## WHAT YOU NEED TO DO:
In the article about bad movie posters, which actor plays Falcon in the Captain America: The Winter Soldier poster?

## PASSAGE PROVIDED:
####################

6 New Movie Posters That Prove Hollywood Has Given Up
Despite the enormous amount of money Hollywood spends to promote blockbuster films, it apparently only allocates about $100, an afternoon, and a scared intern to the creation of movie posters.
A good poster can be every bit as important as a good trailer, but we are routinely bombarded with badly Photoshopped images that make absolutely no sense. It's almost as if Hollywood is challenging us with its childlike grasp of theme and logic and daring us to come see the movie anyway.
X-Men: Days of Future Past -- Charles Xavier in a Rocket Wheelchair
The wizards responsible for the print marketing arm of X-Men: Days of Future Past decided that the best way to promote their movie was to Photoshop a constipated Patrick Stewart directly into the foreground wearing a laser tag battle suit and a hovering wheelchair. Apparently the flames from Patrick Stewart's rocket boosters destroy Washington at some point in this film. Either that or Wolverine has a weirdly elaborate full-body tattoo.
Captain America: The Winter Soldier -- Falcon Has Impossibly Small Legs
In one poster for Captain America: The Winter Soldier, we see Anthony Mackie as Falcon proudly displaying his carnival-mirror anatomy for all to see.
"You don't want to see what it's like under the pants. Trust me."
Now, if you are anyone except for the Marvel Studios marketing department, your first question was probably something like "What the hell is wrong with his legs? They are ludicrously tiny compared to his torso." This is because, for some inexplicable reason, Falcon has Hulk chest and Dinklage feet. It's like some Marvel executive sat the design team down and told them to make Falcon appear to have the anatomical dimensions of a cartoon strongman.
"I'm still failing to see the problem here." -Rob Liefeld
Spider-Man's entire cinematic marketing strategy has revolved around the fact that he can climb on buildings like a shape-shifting contortionist:
He's caused a 25 percent increase in window washer jobs because of all his dick prints.
However, because there's apparently a finite number of ways a man with the proportionate strength of a spider can pose on the side of a building while still looking cool, the poster for the latest Spider-Man movie, The Amazing Spider-Man 2, has him hanging upside down with his crotch spread into the wind as if he's trying to dry out the inevitable puddle of sweat that has collected in his grundle:
Now look at it right side up:
"Oh God, breakfast tacos were a terrible idea."
What the fuck is he doing? The only excuse for him to be hanging like that is if he is crawling laterally along the building, looking for an open window. That's less "superheroic infiltration mission" and more "I locked myself out of my apartment."
The upcoming Paul Walker parkour-fest Brick Mansions has made the freewalking stunts way easier by simply giving all of the actors anti-gravity sneakers that allow them to fly through the air at any angle they choose:
Wait, are they taking turns?
As we can see in the film's other posters, these two gentlemen aren't skating down the western slope of the Luxor, but are actually sliding down the side of a completely vertical building. So the true perspective would be something like this:
"Don't worry. All these soft shards of glass will cushion our landing."
So, they just exploded headfirst through the reinforced glass siding of a 40-story office tower and are sticking their arms out behind them to slow their descent. Or maybe they're hoverpeople escaping through the skylight of a shopping mall:
"Fuck you, Orange Julius!"
Liam Neeson seems to have the same disdain for gravity in the poster for his latest film, Non-Stop:
In the movie, Issac Newton has kidnapped his teenage daughter.

####################

## LISTED RECORDS:
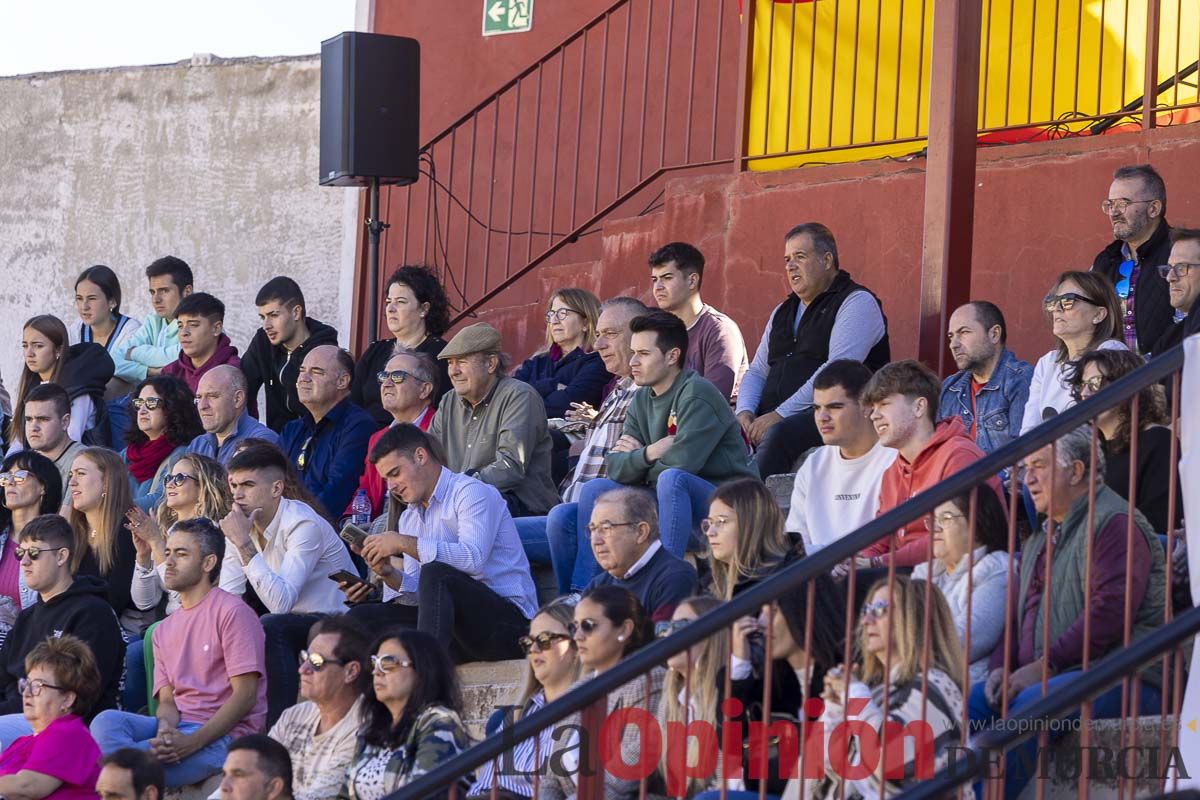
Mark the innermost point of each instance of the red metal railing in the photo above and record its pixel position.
(915, 638)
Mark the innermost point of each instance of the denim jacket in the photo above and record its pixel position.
(1000, 403)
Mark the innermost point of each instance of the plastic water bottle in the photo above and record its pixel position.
(360, 510)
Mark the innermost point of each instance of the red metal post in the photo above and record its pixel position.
(949, 175)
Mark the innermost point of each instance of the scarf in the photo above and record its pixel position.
(145, 457)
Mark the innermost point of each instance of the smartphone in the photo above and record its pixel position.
(353, 535)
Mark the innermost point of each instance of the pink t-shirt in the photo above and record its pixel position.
(197, 650)
(65, 751)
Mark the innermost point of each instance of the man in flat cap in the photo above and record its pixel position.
(493, 427)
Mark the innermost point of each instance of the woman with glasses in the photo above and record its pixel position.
(609, 625)
(59, 761)
(411, 721)
(553, 668)
(745, 536)
(892, 637)
(166, 422)
(568, 371)
(417, 314)
(97, 499)
(1096, 371)
(1084, 316)
(31, 486)
(985, 569)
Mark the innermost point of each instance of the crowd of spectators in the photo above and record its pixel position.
(169, 546)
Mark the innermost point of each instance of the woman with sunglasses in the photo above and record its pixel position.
(59, 761)
(1096, 371)
(1085, 316)
(97, 499)
(411, 720)
(417, 313)
(166, 422)
(609, 625)
(31, 486)
(553, 668)
(892, 638)
(983, 571)
(567, 370)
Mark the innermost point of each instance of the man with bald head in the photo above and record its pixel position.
(221, 402)
(328, 444)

####################

## TASK SOLUTION:
Anthony Mackie